"""

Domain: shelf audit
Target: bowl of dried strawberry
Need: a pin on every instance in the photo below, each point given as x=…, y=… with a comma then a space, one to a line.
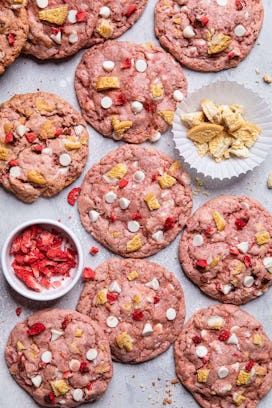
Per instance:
x=42, y=259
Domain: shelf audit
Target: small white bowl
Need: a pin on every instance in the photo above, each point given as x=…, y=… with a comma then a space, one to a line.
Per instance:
x=256, y=110
x=46, y=294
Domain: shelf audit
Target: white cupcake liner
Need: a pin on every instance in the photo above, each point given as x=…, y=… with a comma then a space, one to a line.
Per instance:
x=256, y=111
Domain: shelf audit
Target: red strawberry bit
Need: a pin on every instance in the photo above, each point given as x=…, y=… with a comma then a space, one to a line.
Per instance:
x=30, y=137
x=82, y=16
x=58, y=132
x=13, y=163
x=249, y=365
x=201, y=264
x=138, y=315
x=84, y=367
x=240, y=223
x=247, y=261
x=18, y=311
x=136, y=216
x=234, y=251
x=120, y=100
x=123, y=183
x=9, y=137
x=131, y=10
x=156, y=299
x=126, y=63
x=197, y=340
x=50, y=398
x=209, y=231
x=88, y=274
x=94, y=250
x=66, y=321
x=224, y=335
x=36, y=328
x=73, y=195
x=204, y=21
x=112, y=297
x=169, y=224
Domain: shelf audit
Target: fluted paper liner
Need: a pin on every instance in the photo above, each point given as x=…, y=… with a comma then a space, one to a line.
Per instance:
x=256, y=111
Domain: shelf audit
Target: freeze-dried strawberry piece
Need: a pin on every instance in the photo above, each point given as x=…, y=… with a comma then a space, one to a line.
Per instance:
x=30, y=137
x=88, y=274
x=36, y=328
x=73, y=195
x=131, y=10
x=126, y=63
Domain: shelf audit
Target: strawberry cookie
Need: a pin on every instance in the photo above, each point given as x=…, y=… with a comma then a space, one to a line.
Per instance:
x=59, y=28
x=129, y=91
x=13, y=31
x=208, y=35
x=224, y=358
x=43, y=145
x=139, y=304
x=135, y=201
x=60, y=357
x=226, y=249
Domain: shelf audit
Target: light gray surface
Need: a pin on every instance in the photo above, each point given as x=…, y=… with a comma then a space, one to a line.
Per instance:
x=131, y=385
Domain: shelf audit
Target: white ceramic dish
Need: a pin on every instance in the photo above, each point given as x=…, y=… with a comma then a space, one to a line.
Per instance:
x=46, y=294
x=256, y=110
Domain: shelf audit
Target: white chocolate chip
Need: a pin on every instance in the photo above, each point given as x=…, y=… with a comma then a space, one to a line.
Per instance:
x=73, y=38
x=136, y=107
x=139, y=176
x=124, y=203
x=15, y=171
x=72, y=16
x=267, y=262
x=108, y=66
x=188, y=32
x=93, y=215
x=106, y=102
x=91, y=354
x=114, y=287
x=42, y=3
x=46, y=357
x=47, y=150
x=158, y=236
x=197, y=240
x=239, y=30
x=222, y=372
x=65, y=159
x=140, y=65
x=215, y=321
x=154, y=284
x=226, y=289
x=74, y=365
x=248, y=281
x=55, y=334
x=178, y=95
x=110, y=197
x=156, y=137
x=56, y=37
x=171, y=314
x=37, y=380
x=105, y=12
x=112, y=321
x=201, y=351
x=20, y=130
x=133, y=226
x=78, y=129
x=78, y=394
x=243, y=247
x=147, y=330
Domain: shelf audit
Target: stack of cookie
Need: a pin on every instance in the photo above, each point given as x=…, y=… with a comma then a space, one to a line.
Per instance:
x=135, y=201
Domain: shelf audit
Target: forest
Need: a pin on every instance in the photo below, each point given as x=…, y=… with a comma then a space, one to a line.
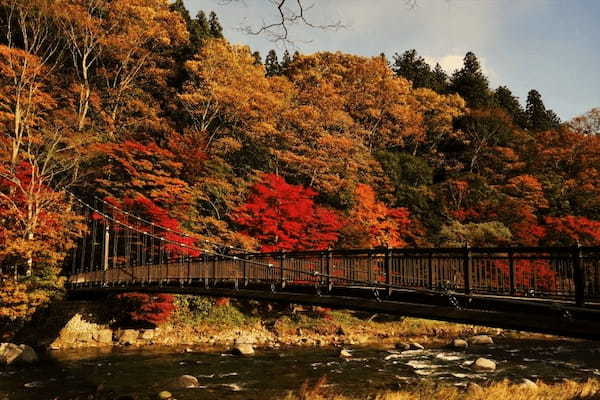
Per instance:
x=151, y=109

"""

課題の条件> 上のリストを最初から最後まで一字一句変えずに書き写してもらえますか？画像は入れないでください。

完成した解答>
Domain: shelf audit
Target: bowl of dried strawberry
Need: a pin on every instance in the photo below, each point given as x=…, y=… with a comma then a space, one to a line.
Per instance:
x=42, y=259
Domain: shelf audit
Target: small white bowl
Need: a pin on every instance in the photo above, each point given as x=…, y=… with a comma then a space, one to a line.
Per instance:
x=256, y=110
x=46, y=294
Domain: shelf audit
Target: white cupcake liner
Need: a pin on every instance in the photo above, each point given as x=…, y=… with a comma then a space, one to a line.
Per instance:
x=256, y=111
Domain: shelf audit
Target: red strawberry bit
Need: a pin on every instance in the photo above, each point given as x=…, y=… with a comma then a space, one to a line.
Per instance:
x=30, y=137
x=82, y=16
x=58, y=132
x=13, y=163
x=249, y=365
x=201, y=264
x=138, y=315
x=84, y=367
x=240, y=223
x=247, y=261
x=18, y=311
x=136, y=216
x=234, y=251
x=120, y=100
x=123, y=183
x=9, y=137
x=131, y=10
x=156, y=299
x=126, y=63
x=197, y=340
x=50, y=398
x=209, y=231
x=88, y=274
x=94, y=250
x=66, y=321
x=224, y=335
x=36, y=328
x=73, y=195
x=204, y=21
x=112, y=297
x=169, y=224
Domain: shelf audit
Target: fluted paper liner
Need: a pin on every instance in the photo above, each point given as x=…, y=… with a comma then a space, one to a line.
Per instance:
x=256, y=111
Domain: shelf audit
Target: freeze-dried strawberry piece
Need: a pin on every instance in the photo above, each point given as x=…, y=… with a comma then a space, one to a line.
Per instance:
x=30, y=137
x=88, y=274
x=36, y=328
x=73, y=195
x=131, y=10
x=126, y=63
Domain: shelf audit
Target: strawberry cookie
Need: a pin on every instance in the photo above, each point given as x=…, y=… with a comma then a space, one to a line.
Per instance:
x=59, y=28
x=129, y=91
x=13, y=31
x=208, y=35
x=224, y=358
x=43, y=145
x=139, y=304
x=135, y=201
x=60, y=357
x=226, y=249
Domain: shelf audit
Target: light gray surface
Need: a pin on every instance in the photo above, each point given as x=…, y=… with a comma then a space, one to a line.
Per instance:
x=131, y=385
Domain: shelf audit
Target: white ceramic dish
Need: a pin on every instance in the photo above, each point given as x=…, y=… with a comma then a space, one to a line.
Per instance:
x=46, y=294
x=256, y=110
Domain: shelf audit
Target: white chocolate chip
Need: a pin on every instance in the photo above, each point given as x=…, y=… with a comma then a space, one to a line.
Per instance:
x=73, y=38
x=136, y=107
x=139, y=176
x=124, y=203
x=15, y=171
x=72, y=16
x=267, y=262
x=108, y=66
x=188, y=32
x=93, y=215
x=106, y=102
x=91, y=354
x=114, y=287
x=42, y=3
x=46, y=357
x=47, y=150
x=158, y=236
x=197, y=240
x=239, y=30
x=222, y=372
x=65, y=159
x=140, y=65
x=215, y=321
x=154, y=284
x=226, y=289
x=74, y=365
x=248, y=281
x=55, y=334
x=178, y=95
x=110, y=197
x=156, y=137
x=56, y=37
x=171, y=314
x=37, y=380
x=105, y=12
x=112, y=321
x=201, y=351
x=20, y=130
x=133, y=226
x=78, y=129
x=78, y=394
x=243, y=247
x=147, y=330
Domain: shelf audit
Target: stack of cookie
Need: a pin on every instance in the photo above, each point given as x=…, y=… with a comma then a space, one to a line.
Per instance:
x=135, y=201
Domain: shelf audit
Target: forest
Need: a pin on every instance in the photo below, each point given as x=…, y=… with a comma then a space, one to a line.
Per instance:
x=151, y=109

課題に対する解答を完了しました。